**Exercise aim**: Pick every line from the data below that contains the string "pole" and copy it.

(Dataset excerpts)
- - - - - - -

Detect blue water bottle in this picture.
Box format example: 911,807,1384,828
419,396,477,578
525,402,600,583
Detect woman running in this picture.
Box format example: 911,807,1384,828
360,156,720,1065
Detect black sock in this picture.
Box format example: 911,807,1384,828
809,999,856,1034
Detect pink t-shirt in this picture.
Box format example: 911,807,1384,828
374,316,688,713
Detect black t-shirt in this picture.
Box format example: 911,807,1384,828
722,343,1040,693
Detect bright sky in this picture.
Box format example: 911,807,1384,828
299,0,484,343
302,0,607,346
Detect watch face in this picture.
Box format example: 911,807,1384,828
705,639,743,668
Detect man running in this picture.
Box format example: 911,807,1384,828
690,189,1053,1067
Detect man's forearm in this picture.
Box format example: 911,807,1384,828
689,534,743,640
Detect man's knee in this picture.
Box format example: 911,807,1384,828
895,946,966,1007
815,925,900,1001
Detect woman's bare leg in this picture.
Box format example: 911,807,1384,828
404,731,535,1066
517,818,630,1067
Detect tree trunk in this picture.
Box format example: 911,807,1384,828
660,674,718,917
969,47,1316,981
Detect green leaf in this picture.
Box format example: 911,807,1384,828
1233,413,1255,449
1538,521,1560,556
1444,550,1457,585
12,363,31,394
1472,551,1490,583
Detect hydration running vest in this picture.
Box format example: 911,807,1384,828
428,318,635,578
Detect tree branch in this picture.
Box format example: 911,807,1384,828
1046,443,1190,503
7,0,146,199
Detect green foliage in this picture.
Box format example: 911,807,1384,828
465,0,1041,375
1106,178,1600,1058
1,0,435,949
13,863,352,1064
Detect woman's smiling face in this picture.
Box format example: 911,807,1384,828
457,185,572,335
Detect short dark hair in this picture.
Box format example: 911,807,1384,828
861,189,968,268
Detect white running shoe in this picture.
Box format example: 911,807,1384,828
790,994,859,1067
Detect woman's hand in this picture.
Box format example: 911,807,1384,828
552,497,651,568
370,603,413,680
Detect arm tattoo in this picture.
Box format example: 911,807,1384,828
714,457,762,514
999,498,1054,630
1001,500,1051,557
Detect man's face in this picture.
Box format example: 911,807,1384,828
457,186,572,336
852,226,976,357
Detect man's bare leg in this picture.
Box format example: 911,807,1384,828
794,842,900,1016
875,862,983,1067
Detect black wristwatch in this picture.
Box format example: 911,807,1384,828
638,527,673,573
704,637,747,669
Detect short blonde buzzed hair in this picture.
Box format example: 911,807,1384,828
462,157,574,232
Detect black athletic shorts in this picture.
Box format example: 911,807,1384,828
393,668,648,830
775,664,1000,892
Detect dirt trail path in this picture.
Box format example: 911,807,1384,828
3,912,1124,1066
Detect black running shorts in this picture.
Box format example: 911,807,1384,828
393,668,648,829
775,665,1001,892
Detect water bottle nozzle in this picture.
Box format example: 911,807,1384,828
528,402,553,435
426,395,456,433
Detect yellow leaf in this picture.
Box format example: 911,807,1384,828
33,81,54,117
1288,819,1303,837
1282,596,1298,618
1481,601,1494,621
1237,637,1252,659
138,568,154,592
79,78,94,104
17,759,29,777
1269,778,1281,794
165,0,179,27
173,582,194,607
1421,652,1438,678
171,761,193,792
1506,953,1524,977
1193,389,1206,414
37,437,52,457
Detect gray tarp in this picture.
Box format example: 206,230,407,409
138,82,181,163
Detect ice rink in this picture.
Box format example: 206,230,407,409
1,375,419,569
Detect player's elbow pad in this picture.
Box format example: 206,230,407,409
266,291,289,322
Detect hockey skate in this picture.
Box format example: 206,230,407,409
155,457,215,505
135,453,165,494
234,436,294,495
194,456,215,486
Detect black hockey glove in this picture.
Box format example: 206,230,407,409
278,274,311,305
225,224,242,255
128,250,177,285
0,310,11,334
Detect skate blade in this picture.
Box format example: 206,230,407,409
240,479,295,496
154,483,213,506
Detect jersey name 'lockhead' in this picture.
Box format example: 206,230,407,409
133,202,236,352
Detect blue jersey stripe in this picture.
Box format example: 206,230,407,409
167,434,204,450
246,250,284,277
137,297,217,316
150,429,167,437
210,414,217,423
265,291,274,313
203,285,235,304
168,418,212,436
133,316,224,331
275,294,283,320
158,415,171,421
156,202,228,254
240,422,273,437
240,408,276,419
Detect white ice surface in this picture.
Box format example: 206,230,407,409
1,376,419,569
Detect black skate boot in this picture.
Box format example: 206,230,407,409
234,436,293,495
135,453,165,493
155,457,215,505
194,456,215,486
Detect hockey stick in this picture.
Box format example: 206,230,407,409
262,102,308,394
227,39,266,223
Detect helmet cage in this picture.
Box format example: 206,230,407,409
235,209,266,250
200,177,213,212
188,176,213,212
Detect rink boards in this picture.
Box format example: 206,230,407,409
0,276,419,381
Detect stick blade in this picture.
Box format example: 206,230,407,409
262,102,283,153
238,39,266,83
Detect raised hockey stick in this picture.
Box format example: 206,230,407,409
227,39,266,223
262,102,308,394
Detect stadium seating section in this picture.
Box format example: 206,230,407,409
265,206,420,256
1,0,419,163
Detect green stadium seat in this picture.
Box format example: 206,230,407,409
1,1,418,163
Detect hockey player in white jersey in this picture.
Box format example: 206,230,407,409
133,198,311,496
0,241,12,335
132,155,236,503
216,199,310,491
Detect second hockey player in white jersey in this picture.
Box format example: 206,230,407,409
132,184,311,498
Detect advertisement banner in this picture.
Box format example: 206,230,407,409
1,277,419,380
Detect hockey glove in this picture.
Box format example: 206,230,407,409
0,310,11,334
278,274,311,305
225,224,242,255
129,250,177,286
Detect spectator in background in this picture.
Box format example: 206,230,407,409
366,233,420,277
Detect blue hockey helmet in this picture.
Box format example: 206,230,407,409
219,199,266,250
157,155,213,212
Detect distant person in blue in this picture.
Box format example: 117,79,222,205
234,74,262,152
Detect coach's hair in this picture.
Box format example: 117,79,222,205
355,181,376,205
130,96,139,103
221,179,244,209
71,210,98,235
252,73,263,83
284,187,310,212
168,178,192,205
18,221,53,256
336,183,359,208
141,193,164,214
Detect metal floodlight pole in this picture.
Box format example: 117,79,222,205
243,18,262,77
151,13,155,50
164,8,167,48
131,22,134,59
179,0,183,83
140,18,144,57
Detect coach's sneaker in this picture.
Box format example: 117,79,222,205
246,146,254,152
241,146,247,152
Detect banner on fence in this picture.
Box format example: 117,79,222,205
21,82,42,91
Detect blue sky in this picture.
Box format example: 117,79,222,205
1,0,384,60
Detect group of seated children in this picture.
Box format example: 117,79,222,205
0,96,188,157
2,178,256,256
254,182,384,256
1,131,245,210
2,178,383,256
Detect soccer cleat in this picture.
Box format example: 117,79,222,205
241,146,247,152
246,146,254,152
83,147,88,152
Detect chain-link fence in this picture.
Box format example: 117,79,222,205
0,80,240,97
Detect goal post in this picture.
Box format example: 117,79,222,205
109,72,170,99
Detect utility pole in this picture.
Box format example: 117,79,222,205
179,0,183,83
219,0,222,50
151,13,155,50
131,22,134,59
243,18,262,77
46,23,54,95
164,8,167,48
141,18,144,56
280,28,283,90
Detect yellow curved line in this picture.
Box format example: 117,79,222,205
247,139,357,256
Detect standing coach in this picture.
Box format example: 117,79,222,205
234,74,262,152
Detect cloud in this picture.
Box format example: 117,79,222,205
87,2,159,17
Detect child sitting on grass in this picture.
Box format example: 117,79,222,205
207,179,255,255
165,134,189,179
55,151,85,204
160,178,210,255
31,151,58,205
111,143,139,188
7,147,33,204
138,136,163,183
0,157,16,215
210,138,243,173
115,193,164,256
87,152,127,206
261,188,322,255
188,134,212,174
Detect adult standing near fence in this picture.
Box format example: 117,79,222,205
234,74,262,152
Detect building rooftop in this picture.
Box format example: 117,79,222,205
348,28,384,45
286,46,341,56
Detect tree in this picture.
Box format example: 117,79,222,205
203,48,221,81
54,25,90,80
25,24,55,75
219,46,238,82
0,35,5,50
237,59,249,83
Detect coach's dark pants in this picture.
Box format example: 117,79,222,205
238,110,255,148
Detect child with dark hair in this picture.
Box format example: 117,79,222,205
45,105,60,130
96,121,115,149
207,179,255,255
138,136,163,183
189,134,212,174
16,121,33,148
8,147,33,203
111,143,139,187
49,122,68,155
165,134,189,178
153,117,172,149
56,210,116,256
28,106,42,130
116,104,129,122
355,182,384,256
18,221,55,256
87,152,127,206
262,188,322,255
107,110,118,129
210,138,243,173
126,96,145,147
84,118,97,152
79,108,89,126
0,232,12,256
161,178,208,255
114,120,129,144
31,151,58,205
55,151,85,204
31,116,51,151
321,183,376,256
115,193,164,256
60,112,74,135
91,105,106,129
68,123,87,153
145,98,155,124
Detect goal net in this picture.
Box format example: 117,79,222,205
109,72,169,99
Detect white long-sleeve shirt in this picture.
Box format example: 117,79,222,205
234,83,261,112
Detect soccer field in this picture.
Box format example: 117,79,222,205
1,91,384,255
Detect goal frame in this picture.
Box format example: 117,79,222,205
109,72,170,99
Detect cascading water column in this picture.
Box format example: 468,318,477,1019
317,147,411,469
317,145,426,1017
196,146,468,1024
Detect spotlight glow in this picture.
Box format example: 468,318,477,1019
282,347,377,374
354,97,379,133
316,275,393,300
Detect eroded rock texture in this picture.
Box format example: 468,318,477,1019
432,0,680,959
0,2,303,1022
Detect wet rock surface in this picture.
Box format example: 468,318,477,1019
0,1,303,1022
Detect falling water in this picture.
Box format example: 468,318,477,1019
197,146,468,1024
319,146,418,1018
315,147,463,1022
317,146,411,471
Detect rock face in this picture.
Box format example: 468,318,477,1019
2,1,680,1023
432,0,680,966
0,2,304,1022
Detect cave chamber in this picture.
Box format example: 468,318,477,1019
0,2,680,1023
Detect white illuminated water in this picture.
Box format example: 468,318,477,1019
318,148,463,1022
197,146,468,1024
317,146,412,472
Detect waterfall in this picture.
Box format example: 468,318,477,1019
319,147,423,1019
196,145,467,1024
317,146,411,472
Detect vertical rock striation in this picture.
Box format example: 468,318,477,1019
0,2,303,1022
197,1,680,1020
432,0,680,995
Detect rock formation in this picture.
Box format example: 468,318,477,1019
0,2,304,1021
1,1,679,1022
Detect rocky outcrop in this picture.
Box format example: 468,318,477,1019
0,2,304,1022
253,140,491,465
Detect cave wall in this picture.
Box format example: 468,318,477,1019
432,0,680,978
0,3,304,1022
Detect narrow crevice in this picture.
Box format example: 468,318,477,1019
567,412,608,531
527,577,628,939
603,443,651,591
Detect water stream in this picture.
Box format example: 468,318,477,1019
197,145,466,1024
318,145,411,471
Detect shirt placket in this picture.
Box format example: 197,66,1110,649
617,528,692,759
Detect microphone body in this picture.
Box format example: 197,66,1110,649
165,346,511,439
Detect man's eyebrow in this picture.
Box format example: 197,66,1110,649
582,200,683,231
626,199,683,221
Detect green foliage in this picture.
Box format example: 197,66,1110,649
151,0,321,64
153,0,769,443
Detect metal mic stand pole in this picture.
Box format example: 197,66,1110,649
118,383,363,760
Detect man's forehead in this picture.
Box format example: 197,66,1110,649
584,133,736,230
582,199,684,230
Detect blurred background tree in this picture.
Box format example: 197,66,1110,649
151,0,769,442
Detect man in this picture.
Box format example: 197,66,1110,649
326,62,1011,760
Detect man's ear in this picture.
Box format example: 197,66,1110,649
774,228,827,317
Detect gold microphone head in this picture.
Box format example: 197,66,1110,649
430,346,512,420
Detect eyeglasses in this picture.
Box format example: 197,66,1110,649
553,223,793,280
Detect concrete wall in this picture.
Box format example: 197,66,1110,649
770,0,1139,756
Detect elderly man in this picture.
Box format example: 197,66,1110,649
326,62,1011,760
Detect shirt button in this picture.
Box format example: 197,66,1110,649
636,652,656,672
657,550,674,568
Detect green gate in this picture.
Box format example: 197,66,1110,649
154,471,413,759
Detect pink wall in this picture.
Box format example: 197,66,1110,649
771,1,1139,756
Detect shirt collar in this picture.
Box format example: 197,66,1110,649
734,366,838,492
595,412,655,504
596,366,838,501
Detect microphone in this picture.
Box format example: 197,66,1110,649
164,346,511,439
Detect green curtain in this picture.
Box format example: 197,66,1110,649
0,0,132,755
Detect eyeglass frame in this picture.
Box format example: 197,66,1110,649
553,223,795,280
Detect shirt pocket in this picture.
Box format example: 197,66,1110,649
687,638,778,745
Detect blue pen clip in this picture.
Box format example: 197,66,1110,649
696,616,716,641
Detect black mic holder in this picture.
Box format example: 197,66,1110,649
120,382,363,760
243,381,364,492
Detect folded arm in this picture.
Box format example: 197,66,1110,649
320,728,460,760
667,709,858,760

- - - - - - -

**Final answer**:
Detect metal floodlight pole in this picture.
Detect utility pole in this picture.
Detect metal mic stand pole in this picture.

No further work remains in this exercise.